**Exercise goal:**
Rewrite the records below as a numbered list with no blank lines. Omit the pictures.

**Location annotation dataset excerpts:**
·····

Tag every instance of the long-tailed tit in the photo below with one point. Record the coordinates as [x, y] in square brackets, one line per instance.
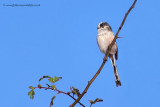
[104, 39]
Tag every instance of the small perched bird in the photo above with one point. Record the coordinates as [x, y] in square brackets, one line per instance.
[104, 39]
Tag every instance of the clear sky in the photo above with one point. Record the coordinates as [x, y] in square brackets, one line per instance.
[58, 38]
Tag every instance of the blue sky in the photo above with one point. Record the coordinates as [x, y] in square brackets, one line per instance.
[58, 38]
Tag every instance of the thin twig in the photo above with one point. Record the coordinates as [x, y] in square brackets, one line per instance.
[46, 88]
[106, 56]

·····

**Output:**
1. Tag every instance of the long-tailed tit in the photo below with one point. Record the coordinates as [x, y] in square brackets, one line per instance.
2. [104, 39]
3. Tag every instance of the small perched bird in the photo above with one point. Record the coordinates as [x, y] in square brackets, one line per instance.
4. [104, 39]
5. Tag every instance of the clear sky in the photo above with one point. Record the coordinates as [x, y] in square brackets, one line per instance.
6. [58, 38]
7. Tag every instance of the blue sky in the photo above with one point. Record the coordinates as [x, y] in square brackets, one line per instance.
8. [58, 38]
9. Tag every instance of the thin twig in the photo above with one point. Record the coordinates as [x, y] in square brackets, one line per instance.
10. [46, 88]
11. [106, 56]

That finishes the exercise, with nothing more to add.